### Provided data
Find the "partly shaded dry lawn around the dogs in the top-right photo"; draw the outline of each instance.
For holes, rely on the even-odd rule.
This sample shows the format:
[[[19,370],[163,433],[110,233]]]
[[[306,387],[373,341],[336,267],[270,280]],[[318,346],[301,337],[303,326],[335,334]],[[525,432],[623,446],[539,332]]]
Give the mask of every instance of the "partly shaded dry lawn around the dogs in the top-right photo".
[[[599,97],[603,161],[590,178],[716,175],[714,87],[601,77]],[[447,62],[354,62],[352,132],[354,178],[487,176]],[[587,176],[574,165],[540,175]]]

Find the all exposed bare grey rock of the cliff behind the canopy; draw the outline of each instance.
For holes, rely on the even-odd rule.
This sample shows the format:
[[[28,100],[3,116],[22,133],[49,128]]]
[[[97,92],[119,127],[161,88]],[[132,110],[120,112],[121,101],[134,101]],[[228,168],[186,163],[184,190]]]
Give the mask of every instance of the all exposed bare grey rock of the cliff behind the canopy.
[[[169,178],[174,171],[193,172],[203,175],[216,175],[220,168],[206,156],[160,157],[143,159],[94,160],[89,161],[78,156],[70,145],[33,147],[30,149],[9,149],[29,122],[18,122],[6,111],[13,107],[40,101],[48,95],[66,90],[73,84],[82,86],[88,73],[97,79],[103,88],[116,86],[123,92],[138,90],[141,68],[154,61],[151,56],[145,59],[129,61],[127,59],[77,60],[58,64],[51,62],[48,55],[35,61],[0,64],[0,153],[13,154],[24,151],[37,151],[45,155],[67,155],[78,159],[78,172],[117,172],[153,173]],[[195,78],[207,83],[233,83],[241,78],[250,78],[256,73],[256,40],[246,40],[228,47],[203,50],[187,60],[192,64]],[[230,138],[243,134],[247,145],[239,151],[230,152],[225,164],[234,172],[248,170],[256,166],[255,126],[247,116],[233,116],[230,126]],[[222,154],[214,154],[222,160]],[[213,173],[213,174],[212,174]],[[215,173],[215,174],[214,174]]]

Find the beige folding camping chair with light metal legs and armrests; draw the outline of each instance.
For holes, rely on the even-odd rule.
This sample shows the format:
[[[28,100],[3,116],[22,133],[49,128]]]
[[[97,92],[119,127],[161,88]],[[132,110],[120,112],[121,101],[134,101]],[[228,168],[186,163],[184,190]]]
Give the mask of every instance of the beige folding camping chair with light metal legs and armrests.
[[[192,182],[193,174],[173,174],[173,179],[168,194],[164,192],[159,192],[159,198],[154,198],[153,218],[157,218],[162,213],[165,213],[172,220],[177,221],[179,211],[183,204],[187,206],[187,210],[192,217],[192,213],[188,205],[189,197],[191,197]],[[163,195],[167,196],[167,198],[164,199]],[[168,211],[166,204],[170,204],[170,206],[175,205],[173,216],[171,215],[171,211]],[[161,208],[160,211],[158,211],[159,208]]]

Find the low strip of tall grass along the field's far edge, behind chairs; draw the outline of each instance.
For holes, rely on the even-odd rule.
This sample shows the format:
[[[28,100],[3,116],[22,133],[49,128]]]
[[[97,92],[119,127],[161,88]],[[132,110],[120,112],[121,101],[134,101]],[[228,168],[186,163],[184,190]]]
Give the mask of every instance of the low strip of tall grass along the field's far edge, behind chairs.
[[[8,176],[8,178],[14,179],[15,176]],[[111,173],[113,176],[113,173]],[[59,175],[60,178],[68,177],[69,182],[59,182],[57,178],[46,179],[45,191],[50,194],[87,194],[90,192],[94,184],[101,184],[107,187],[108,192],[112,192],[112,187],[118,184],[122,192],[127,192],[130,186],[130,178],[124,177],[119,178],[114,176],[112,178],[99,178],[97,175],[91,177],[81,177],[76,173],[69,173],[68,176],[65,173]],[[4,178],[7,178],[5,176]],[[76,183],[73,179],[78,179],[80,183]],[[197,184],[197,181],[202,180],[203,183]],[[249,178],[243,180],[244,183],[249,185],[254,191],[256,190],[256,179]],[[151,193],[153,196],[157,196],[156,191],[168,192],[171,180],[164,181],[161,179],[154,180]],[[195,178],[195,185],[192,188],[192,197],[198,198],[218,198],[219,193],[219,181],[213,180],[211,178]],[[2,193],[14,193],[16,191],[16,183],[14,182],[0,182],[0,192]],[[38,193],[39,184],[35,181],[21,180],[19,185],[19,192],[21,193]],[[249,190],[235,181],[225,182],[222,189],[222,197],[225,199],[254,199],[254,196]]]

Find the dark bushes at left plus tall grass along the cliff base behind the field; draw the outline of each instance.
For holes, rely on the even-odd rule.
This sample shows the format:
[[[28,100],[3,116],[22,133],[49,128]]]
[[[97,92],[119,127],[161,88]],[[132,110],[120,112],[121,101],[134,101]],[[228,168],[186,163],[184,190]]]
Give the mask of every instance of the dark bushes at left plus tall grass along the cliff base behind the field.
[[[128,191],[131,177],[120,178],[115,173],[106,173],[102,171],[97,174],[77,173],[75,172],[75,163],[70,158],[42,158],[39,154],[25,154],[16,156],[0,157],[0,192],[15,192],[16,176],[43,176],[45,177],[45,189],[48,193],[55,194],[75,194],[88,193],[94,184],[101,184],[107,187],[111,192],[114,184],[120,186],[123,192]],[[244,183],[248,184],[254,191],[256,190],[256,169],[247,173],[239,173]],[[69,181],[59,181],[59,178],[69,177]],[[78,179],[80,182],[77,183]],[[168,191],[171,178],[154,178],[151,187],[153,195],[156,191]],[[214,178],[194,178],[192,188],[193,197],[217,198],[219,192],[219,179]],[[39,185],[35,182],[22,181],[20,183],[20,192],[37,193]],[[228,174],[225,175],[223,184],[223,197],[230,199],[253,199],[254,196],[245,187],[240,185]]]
--
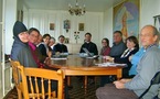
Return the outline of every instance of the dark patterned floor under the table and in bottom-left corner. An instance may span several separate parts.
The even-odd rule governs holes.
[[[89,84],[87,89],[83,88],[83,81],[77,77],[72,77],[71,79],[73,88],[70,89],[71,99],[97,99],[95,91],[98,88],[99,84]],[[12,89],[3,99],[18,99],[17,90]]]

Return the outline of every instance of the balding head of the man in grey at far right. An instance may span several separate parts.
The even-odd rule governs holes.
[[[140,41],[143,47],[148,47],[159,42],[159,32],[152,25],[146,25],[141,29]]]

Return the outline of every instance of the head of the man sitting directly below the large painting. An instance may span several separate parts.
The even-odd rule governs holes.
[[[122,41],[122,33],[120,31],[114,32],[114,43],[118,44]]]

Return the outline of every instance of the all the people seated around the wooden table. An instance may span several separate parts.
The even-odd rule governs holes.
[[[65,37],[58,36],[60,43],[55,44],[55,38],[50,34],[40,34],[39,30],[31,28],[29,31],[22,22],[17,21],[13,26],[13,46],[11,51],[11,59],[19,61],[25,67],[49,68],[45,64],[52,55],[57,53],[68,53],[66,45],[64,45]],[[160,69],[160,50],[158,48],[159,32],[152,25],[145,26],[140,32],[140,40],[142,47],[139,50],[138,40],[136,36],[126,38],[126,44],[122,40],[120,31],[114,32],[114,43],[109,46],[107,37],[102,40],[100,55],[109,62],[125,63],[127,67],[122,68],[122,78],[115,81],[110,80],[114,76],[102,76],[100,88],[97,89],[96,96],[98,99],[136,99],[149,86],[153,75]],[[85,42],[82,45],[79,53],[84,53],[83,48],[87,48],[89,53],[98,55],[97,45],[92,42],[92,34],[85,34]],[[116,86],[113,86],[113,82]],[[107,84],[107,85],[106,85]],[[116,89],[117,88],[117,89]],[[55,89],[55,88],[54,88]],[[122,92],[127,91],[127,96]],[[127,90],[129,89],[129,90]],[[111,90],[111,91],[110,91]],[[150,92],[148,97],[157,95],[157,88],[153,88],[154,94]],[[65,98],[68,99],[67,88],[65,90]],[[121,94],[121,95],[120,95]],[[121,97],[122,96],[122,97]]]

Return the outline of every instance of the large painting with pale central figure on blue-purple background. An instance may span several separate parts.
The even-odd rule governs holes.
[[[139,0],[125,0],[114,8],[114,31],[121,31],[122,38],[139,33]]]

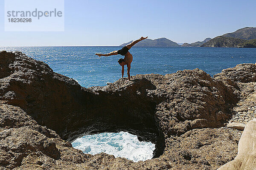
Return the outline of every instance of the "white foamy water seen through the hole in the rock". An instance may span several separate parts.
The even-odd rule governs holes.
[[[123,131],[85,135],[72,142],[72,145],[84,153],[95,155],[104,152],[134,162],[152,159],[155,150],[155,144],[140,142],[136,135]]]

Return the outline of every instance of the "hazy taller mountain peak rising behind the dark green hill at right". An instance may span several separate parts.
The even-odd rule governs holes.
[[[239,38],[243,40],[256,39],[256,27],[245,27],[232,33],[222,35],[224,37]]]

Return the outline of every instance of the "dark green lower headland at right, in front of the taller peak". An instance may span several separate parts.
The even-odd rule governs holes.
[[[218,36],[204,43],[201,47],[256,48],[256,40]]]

### Assignment
From the entries, count the lines that hold the string "table". Nothing but the number is needed.

### Exercise solution
2